---- Supplied data
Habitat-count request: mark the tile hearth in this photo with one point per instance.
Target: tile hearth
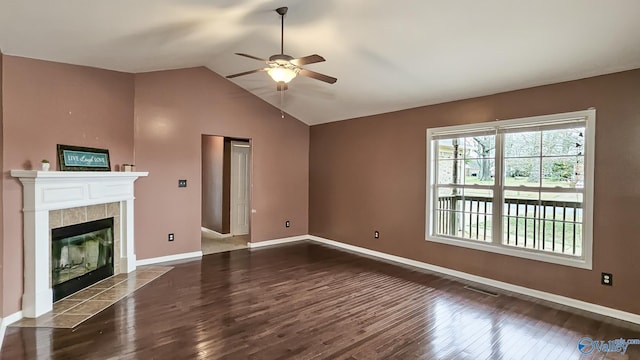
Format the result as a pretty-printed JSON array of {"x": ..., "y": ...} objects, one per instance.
[{"x": 76, "y": 308}]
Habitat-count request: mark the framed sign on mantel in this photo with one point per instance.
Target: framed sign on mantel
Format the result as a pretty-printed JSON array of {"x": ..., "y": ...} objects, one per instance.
[{"x": 78, "y": 158}]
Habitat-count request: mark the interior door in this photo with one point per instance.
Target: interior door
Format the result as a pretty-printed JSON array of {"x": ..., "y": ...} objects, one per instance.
[{"x": 240, "y": 184}]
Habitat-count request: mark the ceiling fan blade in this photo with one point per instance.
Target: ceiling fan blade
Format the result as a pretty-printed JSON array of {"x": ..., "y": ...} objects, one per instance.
[
  {"x": 251, "y": 57},
  {"x": 317, "y": 76},
  {"x": 244, "y": 73},
  {"x": 311, "y": 59}
]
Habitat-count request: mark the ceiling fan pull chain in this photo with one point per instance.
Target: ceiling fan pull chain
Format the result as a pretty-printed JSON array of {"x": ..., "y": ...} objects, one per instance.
[{"x": 282, "y": 104}]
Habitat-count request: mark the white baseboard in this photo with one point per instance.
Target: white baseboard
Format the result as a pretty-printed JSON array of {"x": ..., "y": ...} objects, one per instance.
[
  {"x": 558, "y": 299},
  {"x": 4, "y": 322},
  {"x": 214, "y": 233},
  {"x": 175, "y": 257},
  {"x": 259, "y": 244}
]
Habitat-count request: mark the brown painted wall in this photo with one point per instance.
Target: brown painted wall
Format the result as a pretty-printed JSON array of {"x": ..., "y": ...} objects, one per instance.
[
  {"x": 46, "y": 104},
  {"x": 173, "y": 109},
  {"x": 369, "y": 173},
  {"x": 212, "y": 181},
  {"x": 1, "y": 190}
]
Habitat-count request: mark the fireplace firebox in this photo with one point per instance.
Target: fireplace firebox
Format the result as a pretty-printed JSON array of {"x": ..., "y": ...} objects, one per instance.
[{"x": 81, "y": 255}]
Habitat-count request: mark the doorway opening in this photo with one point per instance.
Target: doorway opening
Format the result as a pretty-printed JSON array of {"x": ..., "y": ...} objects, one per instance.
[{"x": 226, "y": 193}]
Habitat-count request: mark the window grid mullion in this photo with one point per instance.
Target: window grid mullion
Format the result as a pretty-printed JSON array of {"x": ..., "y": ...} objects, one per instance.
[{"x": 498, "y": 196}]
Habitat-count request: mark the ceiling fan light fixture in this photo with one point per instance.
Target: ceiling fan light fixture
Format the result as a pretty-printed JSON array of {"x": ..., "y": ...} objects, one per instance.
[{"x": 282, "y": 74}]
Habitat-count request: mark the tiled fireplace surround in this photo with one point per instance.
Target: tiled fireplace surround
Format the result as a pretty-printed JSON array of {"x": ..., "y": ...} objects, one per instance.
[{"x": 60, "y": 198}]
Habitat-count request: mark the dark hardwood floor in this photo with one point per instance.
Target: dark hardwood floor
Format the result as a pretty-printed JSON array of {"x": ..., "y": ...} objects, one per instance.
[{"x": 307, "y": 301}]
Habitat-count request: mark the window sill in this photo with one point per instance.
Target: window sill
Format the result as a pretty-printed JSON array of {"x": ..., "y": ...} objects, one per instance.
[{"x": 582, "y": 263}]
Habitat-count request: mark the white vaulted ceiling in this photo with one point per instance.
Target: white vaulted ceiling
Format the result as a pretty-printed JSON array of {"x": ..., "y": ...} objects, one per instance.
--------
> _Your task_
Return each line exactly as written. Any picture gets left out.

> _Written response_
Habitat-count request: mark the tile hearth in this photo with one point per instance.
Target: tile hearth
Format the result as a pretty-printed JSON array of {"x": ..., "y": ...} objects, one per instance.
[{"x": 76, "y": 308}]
Habitat-count request: mark the framed sign on mantel in this photo with one point per instance.
Target: framed sign on mantel
Format the result as a pretty-printed JSON array of {"x": ..., "y": ...} objects, one per instance.
[{"x": 78, "y": 158}]
Habitat-count request: mark the interior door in this photo with one point per instance.
Target: interior door
Format the result as a pretty-printed JSON array of {"x": ..., "y": ...} objects, one per instance.
[{"x": 240, "y": 184}]
Habitat-count request: mark the ceiling fan blade in this photo with one point per instance.
Target: ceiling fan blade
Format the result as a pretty-printed JSON array of {"x": ..., "y": ...} objects, one per instance.
[
  {"x": 251, "y": 57},
  {"x": 317, "y": 76},
  {"x": 244, "y": 73},
  {"x": 311, "y": 59}
]
Habitat-count request: mark the ceiling fan pull chain in this photo with one point per instance.
Target: ceiling fan pull chain
Format the result as a pretty-printed JSON array of {"x": ..., "y": ...} objects, one per instance.
[{"x": 282, "y": 104}]
Habitat-count request: mark the white baseboard in this photo with one point per instance.
Target: white baseboard
Format the result as a pretty-printed JSON array of {"x": ..., "y": ...} objects, one per instance.
[
  {"x": 558, "y": 299},
  {"x": 4, "y": 322},
  {"x": 214, "y": 233},
  {"x": 175, "y": 257},
  {"x": 259, "y": 244}
]
Habitat-count request: mark the brown painted wall in this photo with one point per instance.
Target: brown painted wall
Format the result as a pretty-printed JSON array of {"x": ..., "y": ...} objects, one per instance.
[
  {"x": 46, "y": 104},
  {"x": 173, "y": 109},
  {"x": 369, "y": 173},
  {"x": 212, "y": 181},
  {"x": 1, "y": 190}
]
Habitat-count request: mark the fireplace firebox in this photo with one point per instance.
Target: fireplace firebox
Format the result as a pretty-printed JSON array of {"x": ..., "y": ...} objects, one per instance.
[{"x": 81, "y": 255}]
Habitat-count request: mark the doorway opening in this photo with one point per instance.
Target: doorway opening
Format the result as a pretty-printed JSON array of {"x": ..., "y": ...} objects, one per instance.
[{"x": 226, "y": 193}]
Habitat-count request: mark the window grid mullion in this photo with one point per instance.
Target: window grid mullion
Format the result as a pretty-printed JSON array of {"x": ..., "y": ...} objects, one per instance.
[{"x": 498, "y": 196}]
Habitat-count request: mark the ceiling fan light fixture in this photo with one point per instance.
Target: ceiling fan light fixture
Format the result as a pretty-printed JSON array of {"x": ..., "y": ...} objects, one per instance.
[{"x": 282, "y": 74}]
Habitat-count request: mark the tiled fireplace surround in this photo with one point per instance.
Target: tiled fireplace surround
Format the result as a pretty-printed JSON array of {"x": ..., "y": ...} objects, one per instance.
[{"x": 60, "y": 198}]
Habitat-count request: mark the dark hardwood floor in this photo with one point per instance.
Target: dark hardwood floor
Format the result as a pretty-printed JSON array of {"x": ..., "y": ...} objects, one per instance.
[{"x": 307, "y": 301}]
Habitat-count request: mark the window sill in this photo with one point per instance.
Target: window sill
Format the result as a pretty-printed JSON array of {"x": ..., "y": ...} objects, one per instance.
[{"x": 582, "y": 263}]
Habitat-count request: mark the white vaulted ceiling in this photo with one point per instance.
Target: white vaulted ceiling
Format the result as a pretty-printed JSON array of {"x": ..., "y": ...} objects, one per instance.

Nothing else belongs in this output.